* [What you need to do]:
Would you give the listing again exactly, without its images?

* [Recorded information]:

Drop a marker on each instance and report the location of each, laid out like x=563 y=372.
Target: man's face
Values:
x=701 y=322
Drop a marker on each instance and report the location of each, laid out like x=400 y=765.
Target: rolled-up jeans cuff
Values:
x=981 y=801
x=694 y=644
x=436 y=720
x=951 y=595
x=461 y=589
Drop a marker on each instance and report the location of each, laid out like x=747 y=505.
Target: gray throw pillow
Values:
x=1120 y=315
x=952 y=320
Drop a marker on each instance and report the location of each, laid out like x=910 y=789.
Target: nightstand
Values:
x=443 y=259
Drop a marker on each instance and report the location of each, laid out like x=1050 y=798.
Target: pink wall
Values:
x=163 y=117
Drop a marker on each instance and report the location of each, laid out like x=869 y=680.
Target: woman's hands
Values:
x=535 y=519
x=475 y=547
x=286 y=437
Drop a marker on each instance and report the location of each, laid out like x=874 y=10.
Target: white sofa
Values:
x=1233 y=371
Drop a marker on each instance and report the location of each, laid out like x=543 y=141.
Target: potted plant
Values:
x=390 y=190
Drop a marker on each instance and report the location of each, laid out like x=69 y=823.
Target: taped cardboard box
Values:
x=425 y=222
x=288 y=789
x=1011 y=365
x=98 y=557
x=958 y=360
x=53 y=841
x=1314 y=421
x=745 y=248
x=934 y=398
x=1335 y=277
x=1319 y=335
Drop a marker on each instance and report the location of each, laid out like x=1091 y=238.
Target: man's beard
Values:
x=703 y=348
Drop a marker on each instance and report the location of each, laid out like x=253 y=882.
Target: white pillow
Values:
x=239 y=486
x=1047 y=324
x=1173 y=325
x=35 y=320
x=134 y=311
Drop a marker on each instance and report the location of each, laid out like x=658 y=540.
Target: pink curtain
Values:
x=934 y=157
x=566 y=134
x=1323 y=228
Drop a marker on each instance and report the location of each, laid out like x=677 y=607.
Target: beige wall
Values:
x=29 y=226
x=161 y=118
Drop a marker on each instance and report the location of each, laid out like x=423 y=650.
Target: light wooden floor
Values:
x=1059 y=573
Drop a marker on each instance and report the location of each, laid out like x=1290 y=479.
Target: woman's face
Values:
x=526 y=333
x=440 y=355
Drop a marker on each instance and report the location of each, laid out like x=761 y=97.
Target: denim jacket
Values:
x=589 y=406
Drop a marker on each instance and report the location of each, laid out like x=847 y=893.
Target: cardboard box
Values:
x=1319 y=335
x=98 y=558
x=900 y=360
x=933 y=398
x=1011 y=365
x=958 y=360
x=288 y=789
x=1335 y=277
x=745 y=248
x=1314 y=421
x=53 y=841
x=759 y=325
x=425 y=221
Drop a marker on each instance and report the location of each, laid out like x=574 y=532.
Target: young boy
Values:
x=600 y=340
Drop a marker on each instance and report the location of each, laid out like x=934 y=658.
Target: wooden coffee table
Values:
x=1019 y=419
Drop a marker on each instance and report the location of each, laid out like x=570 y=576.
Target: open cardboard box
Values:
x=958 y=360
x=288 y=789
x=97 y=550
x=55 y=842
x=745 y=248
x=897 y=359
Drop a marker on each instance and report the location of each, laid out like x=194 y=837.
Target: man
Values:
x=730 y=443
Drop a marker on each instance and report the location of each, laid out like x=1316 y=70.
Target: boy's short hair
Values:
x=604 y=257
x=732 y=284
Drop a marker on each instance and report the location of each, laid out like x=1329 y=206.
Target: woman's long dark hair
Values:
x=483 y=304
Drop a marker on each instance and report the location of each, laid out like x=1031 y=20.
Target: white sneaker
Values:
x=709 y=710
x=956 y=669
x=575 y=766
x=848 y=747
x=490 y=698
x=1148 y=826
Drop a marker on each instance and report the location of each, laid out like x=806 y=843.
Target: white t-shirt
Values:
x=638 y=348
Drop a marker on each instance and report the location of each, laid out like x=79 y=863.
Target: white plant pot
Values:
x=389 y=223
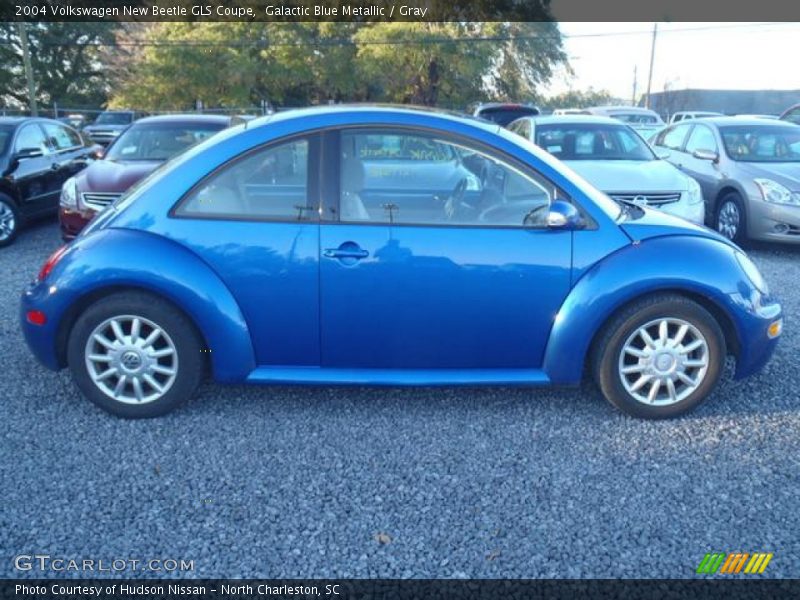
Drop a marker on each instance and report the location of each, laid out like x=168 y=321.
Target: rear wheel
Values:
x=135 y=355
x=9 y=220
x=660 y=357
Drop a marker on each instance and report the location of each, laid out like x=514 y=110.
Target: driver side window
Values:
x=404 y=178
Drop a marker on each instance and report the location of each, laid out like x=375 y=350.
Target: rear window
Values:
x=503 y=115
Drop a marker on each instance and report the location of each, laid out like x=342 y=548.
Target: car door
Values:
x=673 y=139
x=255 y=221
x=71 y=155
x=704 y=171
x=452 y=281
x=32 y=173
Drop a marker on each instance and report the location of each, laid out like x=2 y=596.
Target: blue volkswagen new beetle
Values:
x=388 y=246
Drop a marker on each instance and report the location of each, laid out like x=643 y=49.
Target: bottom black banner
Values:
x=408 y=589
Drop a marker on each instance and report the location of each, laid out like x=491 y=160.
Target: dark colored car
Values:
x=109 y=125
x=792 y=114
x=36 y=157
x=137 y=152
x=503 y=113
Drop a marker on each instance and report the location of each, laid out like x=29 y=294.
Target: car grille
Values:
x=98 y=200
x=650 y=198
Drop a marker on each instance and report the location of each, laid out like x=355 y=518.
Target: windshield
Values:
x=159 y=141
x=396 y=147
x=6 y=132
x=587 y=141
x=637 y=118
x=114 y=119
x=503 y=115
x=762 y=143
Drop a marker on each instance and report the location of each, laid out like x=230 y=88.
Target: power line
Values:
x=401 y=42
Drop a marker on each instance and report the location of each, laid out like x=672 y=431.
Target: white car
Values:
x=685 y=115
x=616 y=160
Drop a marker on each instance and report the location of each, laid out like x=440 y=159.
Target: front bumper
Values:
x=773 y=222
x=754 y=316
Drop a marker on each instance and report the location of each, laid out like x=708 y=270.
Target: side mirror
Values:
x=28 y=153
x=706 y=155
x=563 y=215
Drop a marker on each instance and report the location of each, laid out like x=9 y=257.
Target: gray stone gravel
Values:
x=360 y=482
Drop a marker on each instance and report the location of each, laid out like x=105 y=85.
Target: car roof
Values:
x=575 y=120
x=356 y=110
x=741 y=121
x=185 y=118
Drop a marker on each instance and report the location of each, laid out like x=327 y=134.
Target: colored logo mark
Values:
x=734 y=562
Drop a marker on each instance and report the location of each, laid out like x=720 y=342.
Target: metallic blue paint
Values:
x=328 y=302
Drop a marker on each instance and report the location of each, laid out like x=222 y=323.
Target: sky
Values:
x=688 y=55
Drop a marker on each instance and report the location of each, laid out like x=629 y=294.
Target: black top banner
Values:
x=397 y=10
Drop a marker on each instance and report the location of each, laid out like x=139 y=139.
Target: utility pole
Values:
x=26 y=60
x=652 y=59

* [Answer below]:
Drop a marker on each instance and report the location of each, laid out like x=563 y=372.
Target: man's face
Values:
x=701 y=322
Drop a marker on each instance and report the location of each, laid out like x=400 y=765.
Target: rolled-up jeans cuff
Values:
x=981 y=801
x=694 y=644
x=436 y=720
x=951 y=595
x=461 y=589
Drop a marker on each instance and report the location of each, laid out like x=747 y=505.
Target: gray throw pillow
Values:
x=1120 y=315
x=952 y=320
Drop a marker on each instance and report the location of each, laid out like x=910 y=789.
Target: nightstand
Values:
x=443 y=259
Drop a marker on each instance and report the location of each, laid out like x=1050 y=798.
Target: pink wall
Values:
x=163 y=117
Drop a marker on each instance and report the location of each, laid out like x=869 y=680.
Target: woman's hands
Values:
x=535 y=519
x=475 y=547
x=286 y=437
Drop a marker on each instance and report the location of each, laid out like x=874 y=10.
Target: white sofa
Values:
x=1233 y=371
Drop a marker on each instance and report the location of each, laid out like x=543 y=141.
Target: potted plant
Values:
x=390 y=190
Drop a marker on each instance and report the location of each, laid out like x=69 y=823.
Target: taped cardboard box
Values:
x=425 y=222
x=288 y=789
x=1011 y=365
x=98 y=557
x=958 y=360
x=53 y=841
x=1314 y=421
x=745 y=248
x=934 y=398
x=1335 y=277
x=1319 y=335
Drop a marker on each instance and report the location of each, laid out like x=1091 y=238.
Target: man's beard
Values:
x=703 y=348
Drop a marker on each instance and report the location of each, laid out like x=253 y=882.
Target: white pillow
Values:
x=239 y=486
x=1047 y=324
x=1173 y=325
x=35 y=320
x=134 y=311
Drop a marker on each instance and report the location of each, laid out like x=658 y=540.
Target: pink curtain
Values:
x=934 y=157
x=566 y=134
x=1323 y=228
Drop a marker on each instance and report the location of each, laid out like x=677 y=607.
Target: beige wall
Values:
x=29 y=226
x=161 y=118
Drop a marker on each instance and report the location of each, laid out like x=423 y=650.
Target: light wooden floor
Values:
x=1059 y=573
Drop a marker on each instance and report the location of each, laid out like x=1290 y=479.
Target: woman's face
Values:
x=526 y=333
x=440 y=355
Drop a marker on each instance and report the location of each, laid out like x=761 y=97.
Target: denim jacket
Values:
x=589 y=406
Drop a marker on each instance and report the location of each, laid out like x=847 y=893.
Target: cardboard box
Values:
x=1319 y=335
x=98 y=558
x=900 y=360
x=933 y=398
x=1011 y=365
x=958 y=360
x=288 y=789
x=1335 y=277
x=745 y=248
x=1314 y=421
x=53 y=841
x=759 y=325
x=425 y=221
Drop a marker on each instance and report the location of each, laid out like x=574 y=532.
Target: young boy
Values:
x=600 y=340
Drop a marker on each instance and report the location of each, laid out like x=934 y=658.
Target: wooden coffee table
Values:
x=1019 y=419
Drop a marker on each instance and report the location of each, laid out like x=570 y=576.
Target: open cardboard box
Values:
x=958 y=360
x=288 y=789
x=97 y=550
x=55 y=842
x=745 y=248
x=897 y=359
Drop a marker on each instance and report the location of each, laid out like x=194 y=837.
Target: man
Values:
x=730 y=443
Drop a marker on each instance and report the location of each, laid out like x=1316 y=70.
Target: boy's short hair
Values:
x=604 y=257
x=732 y=284
Drop a marker on each instance and report the location of each, laid out like x=1329 y=206.
Target: woman's long dark hair
Values:
x=483 y=304
Drop a marker on each instance and report the location of each, laid out like x=1031 y=20.
Target: white sneaker
Values:
x=709 y=710
x=956 y=669
x=575 y=766
x=848 y=747
x=490 y=698
x=1148 y=826
Drop a marker on each instance and report the location of each, laid out like x=806 y=843.
Target: white t-shirt
Values:
x=638 y=348
Drop a marker on each instance and report the location of each, laid out like x=79 y=863.
Target: white plant pot
Values:
x=389 y=223
Drop a marker on each instance and report the location of each, laid out like x=168 y=321.
Target: rear wheel
Values:
x=135 y=355
x=9 y=220
x=660 y=357
Drop a marker on each instance and report the location of each, laid out like x=514 y=110.
Target: driver side window
Values:
x=404 y=178
Drop a marker on each instance and report the location of each, laid out like x=375 y=350.
Target: rear window
Values:
x=503 y=115
Drop a marker on each instance and report the location of each, laid out like x=342 y=548.
Target: car door
Values:
x=673 y=139
x=255 y=221
x=71 y=155
x=704 y=171
x=452 y=281
x=32 y=173
Drop a marker on each instance and report the location of each, laid out like x=2 y=596.
Target: blue volkswagen new beetle
Values:
x=388 y=246
Drop a marker on each instance and report the location of each, laid out like x=643 y=49.
Target: bottom black banner
Values:
x=408 y=589
Drop a marker on each instance and report the location of each, laid out like x=491 y=160.
Target: dark colored car
Values:
x=109 y=125
x=792 y=114
x=36 y=157
x=137 y=152
x=503 y=113
Drop a marker on each instance and report the location of each, laid out like x=29 y=294.
Target: car grille
Values:
x=98 y=200
x=650 y=198
Drop a marker on each instance and report the location of each, laid out like x=355 y=518.
Target: windshield
Values:
x=159 y=141
x=396 y=147
x=6 y=132
x=587 y=141
x=637 y=118
x=114 y=119
x=503 y=115
x=762 y=143
Drop a marker on each instance and report the location of each, laid out like x=230 y=88.
Target: power line
Values:
x=401 y=42
Drop a marker on each instance and report the location of each, laid out like x=672 y=431.
Target: white car
Values:
x=685 y=115
x=616 y=160
Drop a marker on each instance and report the location of each, laid out like x=440 y=159.
Target: front bumper
Values:
x=773 y=222
x=754 y=316
Drop a marker on each instance and report the location of each, laid out like x=708 y=270.
Target: side mirror
Values:
x=28 y=153
x=706 y=155
x=563 y=215
Drop a marker on each instance and report the location of each, laid out like x=9 y=257.
Target: gray stone gravel
Values:
x=360 y=482
Drop a marker on each instance and report the location of each, laid out like x=105 y=85.
Target: car roof
Values:
x=575 y=120
x=356 y=110
x=741 y=121
x=185 y=118
Drop a marker on each instance and report the location of each, laid out like x=327 y=134.
Target: colored logo mark
Values:
x=734 y=562
Drop a marker on each instance and report the location of each, laid out like x=720 y=342.
Target: metallic blue paint
Values:
x=328 y=302
Drop a marker on each instance and report the location of each, laid out like x=222 y=323.
Target: sky
Values:
x=688 y=55
Drop a marker on each instance and report the location of each, laid out like x=629 y=294.
Target: black top banner
Values:
x=397 y=10
Drop a marker on each instance and report the location of each, laid out like x=139 y=139.
Target: utility pole
Values:
x=26 y=60
x=652 y=59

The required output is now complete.